Aunque bajo la tierra
mi amante cuerpo esté,
escríbeme a la tierra
que yo te escribiré.
El 28 de marzo de 1942, de madrugada, murieron a Miguel Hernández en el reformatorio de adultos de Alicante, lo que ahora es el Palacio de Justicia. Precisamente lo que le faltó al poeta. Para más inri Sábado de Pasión, lo que no hizo que tuvieran mayor caridad cristiana con él.
Tras pasar por varios presidios, en los tres últimos recibió una banderilla de muerte en cada uno:
- En Palencia una neumonía
- En Ocaña bronquitis
- En Alicante, la última, tifus y tuberculosis.
Nadie le dio tratamiento, y el que podía habérselo conseguido, enviándolo al hospital de tuberculosos de Valencia como le pidió el propio poeta, se negó. Incluso le intentó hacer un chantaje al que Miguel no accedió: redactar un documento prohibiendo la publicación en España e Hispanoamérica de su obra Viento del pueblo. Este personaje fue el jesuita Luis Almarcha, Vicario General de Orihuela, que conocía a Miguel desde niño, y que ha quedado señalado como el que mató a Miguel Hernández. Porque dejarle morir, en este caso, fue una forma de matarle.

**DATOS GUARDADOS:**
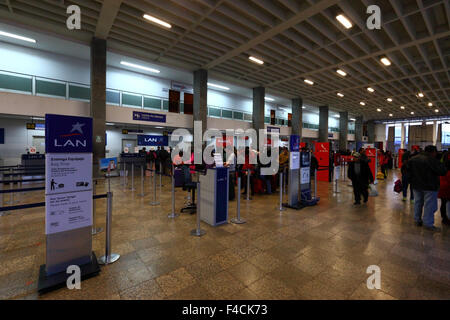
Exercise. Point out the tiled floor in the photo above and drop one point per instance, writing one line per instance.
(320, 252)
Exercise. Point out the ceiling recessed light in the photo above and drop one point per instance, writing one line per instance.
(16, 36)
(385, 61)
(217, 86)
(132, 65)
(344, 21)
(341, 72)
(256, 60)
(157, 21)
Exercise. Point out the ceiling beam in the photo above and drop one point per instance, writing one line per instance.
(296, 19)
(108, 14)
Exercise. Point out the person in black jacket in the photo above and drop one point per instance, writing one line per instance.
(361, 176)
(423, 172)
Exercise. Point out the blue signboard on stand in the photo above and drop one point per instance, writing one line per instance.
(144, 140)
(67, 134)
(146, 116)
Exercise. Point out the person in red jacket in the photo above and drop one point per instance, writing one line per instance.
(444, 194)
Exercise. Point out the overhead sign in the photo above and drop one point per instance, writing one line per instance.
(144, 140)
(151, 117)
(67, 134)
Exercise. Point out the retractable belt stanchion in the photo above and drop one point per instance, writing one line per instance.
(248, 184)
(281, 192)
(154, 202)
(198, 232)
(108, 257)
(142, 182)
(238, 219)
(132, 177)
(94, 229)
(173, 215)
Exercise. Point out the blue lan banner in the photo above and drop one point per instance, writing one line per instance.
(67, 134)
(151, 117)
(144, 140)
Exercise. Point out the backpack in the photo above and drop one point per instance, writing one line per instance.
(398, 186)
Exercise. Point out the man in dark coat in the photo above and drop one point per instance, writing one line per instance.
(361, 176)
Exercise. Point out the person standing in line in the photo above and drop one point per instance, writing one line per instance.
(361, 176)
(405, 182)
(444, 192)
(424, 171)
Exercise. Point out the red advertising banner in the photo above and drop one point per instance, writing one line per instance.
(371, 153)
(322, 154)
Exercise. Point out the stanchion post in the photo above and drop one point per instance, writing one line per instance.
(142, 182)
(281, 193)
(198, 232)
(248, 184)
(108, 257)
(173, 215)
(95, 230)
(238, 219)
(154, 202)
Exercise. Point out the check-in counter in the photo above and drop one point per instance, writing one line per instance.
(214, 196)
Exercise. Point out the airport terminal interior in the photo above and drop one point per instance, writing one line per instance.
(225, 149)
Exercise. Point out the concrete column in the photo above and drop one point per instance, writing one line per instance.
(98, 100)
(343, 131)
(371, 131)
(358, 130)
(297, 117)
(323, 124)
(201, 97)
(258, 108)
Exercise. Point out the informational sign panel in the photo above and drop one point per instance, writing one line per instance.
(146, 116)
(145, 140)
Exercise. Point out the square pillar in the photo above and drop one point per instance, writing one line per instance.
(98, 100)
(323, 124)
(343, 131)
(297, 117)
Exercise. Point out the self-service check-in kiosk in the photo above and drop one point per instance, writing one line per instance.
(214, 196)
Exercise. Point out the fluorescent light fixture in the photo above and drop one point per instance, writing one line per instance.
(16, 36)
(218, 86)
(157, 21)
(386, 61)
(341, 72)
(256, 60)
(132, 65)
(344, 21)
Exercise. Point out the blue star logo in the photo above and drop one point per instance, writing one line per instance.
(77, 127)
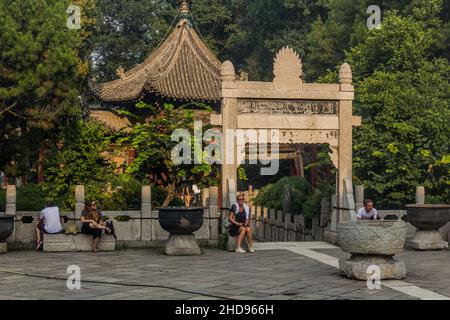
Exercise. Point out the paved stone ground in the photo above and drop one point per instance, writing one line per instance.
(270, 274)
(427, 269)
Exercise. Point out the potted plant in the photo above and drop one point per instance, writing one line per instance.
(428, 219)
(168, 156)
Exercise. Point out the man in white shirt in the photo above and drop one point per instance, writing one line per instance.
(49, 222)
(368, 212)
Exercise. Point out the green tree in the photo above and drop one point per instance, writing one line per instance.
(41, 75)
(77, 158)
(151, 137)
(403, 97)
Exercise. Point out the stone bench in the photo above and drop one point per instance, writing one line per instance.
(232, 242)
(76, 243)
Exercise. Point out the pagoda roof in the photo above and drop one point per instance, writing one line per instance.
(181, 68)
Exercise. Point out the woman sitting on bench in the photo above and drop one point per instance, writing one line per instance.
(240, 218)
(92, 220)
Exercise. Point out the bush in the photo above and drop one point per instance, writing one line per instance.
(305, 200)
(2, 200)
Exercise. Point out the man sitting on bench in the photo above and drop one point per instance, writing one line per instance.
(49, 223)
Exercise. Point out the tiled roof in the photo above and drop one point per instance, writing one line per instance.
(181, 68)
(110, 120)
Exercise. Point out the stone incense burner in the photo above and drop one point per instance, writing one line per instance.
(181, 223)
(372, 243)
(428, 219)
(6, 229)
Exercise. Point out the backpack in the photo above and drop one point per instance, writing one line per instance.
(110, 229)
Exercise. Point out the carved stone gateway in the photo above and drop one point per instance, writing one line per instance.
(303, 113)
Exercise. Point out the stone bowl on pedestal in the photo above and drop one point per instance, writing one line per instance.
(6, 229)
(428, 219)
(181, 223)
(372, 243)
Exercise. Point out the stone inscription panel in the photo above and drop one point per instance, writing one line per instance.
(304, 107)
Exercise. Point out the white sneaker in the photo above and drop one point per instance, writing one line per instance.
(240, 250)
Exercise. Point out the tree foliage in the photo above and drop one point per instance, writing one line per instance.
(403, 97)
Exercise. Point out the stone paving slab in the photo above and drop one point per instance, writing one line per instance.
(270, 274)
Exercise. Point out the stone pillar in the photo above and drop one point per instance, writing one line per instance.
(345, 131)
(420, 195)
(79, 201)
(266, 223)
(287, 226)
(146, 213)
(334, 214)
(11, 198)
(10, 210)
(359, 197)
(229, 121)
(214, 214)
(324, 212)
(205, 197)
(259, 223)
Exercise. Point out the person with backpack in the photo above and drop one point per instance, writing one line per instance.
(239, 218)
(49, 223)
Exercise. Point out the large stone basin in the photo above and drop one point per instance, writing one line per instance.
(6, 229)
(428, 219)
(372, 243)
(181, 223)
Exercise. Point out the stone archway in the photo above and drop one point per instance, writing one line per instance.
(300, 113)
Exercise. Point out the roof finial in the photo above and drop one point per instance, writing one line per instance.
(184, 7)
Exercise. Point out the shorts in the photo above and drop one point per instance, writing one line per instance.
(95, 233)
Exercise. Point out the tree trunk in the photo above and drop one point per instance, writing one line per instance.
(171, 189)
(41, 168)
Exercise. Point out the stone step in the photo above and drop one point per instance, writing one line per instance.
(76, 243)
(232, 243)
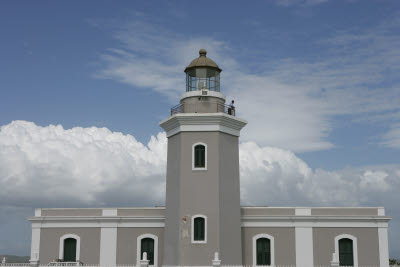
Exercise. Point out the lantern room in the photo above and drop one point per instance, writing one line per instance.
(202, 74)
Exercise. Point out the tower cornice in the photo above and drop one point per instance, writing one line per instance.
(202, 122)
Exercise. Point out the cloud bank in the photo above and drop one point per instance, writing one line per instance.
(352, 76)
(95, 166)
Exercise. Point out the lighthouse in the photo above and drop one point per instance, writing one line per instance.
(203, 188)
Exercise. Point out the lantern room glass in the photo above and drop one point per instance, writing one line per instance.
---
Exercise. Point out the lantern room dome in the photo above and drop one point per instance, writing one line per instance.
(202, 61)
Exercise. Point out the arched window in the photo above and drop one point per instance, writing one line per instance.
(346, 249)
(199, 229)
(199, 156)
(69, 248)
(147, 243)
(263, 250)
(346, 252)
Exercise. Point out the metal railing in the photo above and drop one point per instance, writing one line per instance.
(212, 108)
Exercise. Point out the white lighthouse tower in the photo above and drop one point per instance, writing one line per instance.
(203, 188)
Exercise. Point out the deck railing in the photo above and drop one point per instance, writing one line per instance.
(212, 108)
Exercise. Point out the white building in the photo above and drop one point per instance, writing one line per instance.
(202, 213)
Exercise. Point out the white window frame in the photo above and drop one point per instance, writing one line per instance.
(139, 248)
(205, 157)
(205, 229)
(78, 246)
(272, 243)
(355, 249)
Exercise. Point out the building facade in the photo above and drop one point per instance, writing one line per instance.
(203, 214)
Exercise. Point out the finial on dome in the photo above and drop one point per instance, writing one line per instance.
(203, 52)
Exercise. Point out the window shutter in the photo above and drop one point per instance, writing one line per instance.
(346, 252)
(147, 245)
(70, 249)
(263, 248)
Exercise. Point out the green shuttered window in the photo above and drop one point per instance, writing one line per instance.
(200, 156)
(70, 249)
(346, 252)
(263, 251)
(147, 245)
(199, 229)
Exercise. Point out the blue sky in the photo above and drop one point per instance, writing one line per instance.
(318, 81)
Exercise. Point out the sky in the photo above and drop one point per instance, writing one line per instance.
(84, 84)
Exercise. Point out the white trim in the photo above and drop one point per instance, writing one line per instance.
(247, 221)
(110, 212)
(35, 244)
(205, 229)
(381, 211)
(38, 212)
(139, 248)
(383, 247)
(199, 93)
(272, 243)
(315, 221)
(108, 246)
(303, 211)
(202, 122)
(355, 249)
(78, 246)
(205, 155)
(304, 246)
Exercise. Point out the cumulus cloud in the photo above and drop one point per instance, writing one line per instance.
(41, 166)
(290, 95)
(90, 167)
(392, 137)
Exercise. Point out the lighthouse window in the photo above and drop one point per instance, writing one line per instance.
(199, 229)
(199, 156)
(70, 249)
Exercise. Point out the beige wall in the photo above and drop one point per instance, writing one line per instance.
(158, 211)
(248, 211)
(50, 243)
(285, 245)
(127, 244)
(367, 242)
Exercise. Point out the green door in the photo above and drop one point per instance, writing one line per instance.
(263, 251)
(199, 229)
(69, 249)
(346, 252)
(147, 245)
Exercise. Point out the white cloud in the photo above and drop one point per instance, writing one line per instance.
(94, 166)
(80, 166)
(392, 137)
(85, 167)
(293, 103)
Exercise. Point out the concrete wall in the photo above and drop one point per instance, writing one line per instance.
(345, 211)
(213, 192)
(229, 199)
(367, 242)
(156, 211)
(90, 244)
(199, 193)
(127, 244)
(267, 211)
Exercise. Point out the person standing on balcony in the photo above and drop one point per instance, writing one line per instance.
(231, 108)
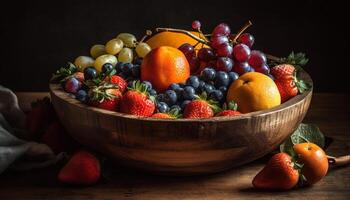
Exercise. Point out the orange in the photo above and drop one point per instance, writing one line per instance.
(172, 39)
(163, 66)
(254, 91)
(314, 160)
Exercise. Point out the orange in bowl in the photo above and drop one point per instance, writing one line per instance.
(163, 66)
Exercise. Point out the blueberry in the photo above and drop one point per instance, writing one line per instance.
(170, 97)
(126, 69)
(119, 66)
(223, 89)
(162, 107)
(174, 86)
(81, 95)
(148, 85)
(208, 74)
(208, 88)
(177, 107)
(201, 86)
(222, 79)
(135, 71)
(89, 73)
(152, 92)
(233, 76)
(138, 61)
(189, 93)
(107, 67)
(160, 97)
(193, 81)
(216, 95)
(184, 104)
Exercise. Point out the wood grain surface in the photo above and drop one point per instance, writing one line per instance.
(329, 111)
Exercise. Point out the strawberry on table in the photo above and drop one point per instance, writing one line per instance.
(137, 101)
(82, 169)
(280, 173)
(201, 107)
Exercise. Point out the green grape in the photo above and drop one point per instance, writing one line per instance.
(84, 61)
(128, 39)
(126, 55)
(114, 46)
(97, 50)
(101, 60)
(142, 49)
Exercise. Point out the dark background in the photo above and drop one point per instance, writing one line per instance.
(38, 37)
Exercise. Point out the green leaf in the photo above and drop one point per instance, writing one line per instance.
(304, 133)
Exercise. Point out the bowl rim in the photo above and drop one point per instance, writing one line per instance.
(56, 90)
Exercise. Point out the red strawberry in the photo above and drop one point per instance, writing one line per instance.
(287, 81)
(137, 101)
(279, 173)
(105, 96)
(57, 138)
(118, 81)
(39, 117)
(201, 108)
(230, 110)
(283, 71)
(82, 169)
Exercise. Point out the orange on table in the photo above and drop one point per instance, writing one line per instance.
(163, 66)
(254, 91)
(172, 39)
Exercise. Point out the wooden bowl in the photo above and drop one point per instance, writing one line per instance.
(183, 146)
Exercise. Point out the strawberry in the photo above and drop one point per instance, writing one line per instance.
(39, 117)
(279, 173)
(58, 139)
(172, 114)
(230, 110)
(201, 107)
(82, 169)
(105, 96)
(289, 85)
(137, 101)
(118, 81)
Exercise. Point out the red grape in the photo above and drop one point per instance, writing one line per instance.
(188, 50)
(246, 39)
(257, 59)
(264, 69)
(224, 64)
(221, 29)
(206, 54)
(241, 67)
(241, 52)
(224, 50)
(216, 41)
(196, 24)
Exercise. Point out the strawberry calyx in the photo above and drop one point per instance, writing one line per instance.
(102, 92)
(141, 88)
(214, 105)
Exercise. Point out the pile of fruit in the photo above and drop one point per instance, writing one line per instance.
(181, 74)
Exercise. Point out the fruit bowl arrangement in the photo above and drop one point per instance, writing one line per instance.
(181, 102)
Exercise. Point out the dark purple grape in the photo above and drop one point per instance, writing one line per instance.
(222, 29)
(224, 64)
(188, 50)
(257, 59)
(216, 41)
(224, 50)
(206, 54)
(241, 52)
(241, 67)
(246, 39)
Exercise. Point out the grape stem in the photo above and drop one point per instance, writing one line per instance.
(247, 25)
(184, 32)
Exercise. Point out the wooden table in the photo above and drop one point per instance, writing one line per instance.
* * *
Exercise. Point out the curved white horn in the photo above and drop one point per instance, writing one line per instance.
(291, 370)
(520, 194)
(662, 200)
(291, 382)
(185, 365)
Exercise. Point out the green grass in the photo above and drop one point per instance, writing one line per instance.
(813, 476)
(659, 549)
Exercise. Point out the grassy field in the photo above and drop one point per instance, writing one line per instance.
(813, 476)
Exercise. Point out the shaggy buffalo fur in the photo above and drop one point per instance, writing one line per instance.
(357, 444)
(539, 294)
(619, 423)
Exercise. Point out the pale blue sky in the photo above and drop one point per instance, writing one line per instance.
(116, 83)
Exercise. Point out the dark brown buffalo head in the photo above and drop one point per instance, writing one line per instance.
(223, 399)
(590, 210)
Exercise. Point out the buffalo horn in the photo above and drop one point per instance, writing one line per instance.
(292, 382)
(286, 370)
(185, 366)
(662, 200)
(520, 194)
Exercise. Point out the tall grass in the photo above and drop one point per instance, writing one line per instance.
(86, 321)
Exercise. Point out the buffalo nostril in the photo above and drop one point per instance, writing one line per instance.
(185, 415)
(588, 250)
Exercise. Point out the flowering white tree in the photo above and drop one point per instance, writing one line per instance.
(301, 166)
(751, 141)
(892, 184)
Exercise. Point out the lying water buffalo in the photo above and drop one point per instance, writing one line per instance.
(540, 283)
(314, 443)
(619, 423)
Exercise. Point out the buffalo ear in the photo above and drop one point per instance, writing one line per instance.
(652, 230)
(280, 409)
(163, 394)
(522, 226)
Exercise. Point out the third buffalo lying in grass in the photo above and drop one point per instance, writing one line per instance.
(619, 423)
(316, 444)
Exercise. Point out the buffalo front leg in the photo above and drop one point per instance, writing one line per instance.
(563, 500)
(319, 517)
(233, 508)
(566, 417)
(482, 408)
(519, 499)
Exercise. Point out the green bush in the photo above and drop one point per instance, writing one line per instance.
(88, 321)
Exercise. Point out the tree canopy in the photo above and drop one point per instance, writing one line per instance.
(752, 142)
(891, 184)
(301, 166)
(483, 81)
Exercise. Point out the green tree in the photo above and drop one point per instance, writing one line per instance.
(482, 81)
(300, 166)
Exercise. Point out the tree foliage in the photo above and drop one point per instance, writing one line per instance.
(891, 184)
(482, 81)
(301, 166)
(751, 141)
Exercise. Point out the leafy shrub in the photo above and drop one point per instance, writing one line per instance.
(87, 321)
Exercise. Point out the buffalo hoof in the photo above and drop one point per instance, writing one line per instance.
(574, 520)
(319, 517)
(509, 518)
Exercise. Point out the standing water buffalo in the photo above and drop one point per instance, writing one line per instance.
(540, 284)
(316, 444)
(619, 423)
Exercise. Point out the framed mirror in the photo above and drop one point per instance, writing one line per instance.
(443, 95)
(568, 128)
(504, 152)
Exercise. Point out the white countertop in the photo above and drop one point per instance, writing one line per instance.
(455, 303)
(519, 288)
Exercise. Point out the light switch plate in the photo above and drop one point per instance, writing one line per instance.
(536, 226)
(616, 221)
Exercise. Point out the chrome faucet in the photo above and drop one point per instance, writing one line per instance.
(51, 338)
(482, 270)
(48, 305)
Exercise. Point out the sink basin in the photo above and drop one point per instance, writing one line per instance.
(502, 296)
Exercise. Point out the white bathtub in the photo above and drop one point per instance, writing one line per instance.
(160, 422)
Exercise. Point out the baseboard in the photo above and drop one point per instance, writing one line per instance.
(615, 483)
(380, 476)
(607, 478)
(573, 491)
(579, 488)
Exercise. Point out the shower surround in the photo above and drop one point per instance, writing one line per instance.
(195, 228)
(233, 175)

**EJERCICIO:**
Vuelve a escribir completo y sin ningún cambio el texto sobre la muerte de Miguel Hernández.

**TU RESPUESTA:**
Aunque bajo la tierra
mi amante cuerpo esté,
escríbeme a la tierra
que yo te escribiré.
El 28 de marzo de 1942, de madrugada, murieron a Miguel Hernández en el reformatorio de adultos de Alicante, lo que ahora es el Palacio de Justicia. Precisamente lo que le faltó al poeta. Para más inri Sábado de Pasión, lo que no hizo que tuvieran mayor caridad cristiana con él.
Tras pasar por varios presidios, en los tres últimos recibió una banderilla de muerte en cada uno:
- En Palencia una neumonía
- En Ocaña bronquitis
- En Alicante, la última, tifus y tuberculosis.
Nadie le dio tratamiento, y el que podía habérselo conseguido, enviándolo al hospital de tuberculosos de Valencia como le pidió el propio poeta, se negó. Incluso le intentó hacer un chantaje al que Miguel no accedió: redactar un documento prohibiendo la publicación en España e Hispanoamérica de su obra Viento del pueblo. Este personaje fue el jesuita Luis Almarcha, Vicario General de Orihuela, que conocía a Miguel desde niño, y que ha quedado señalado como el que mató a Miguel Hernández. Porque dejarle morir, en este caso, fue una forma de matarle.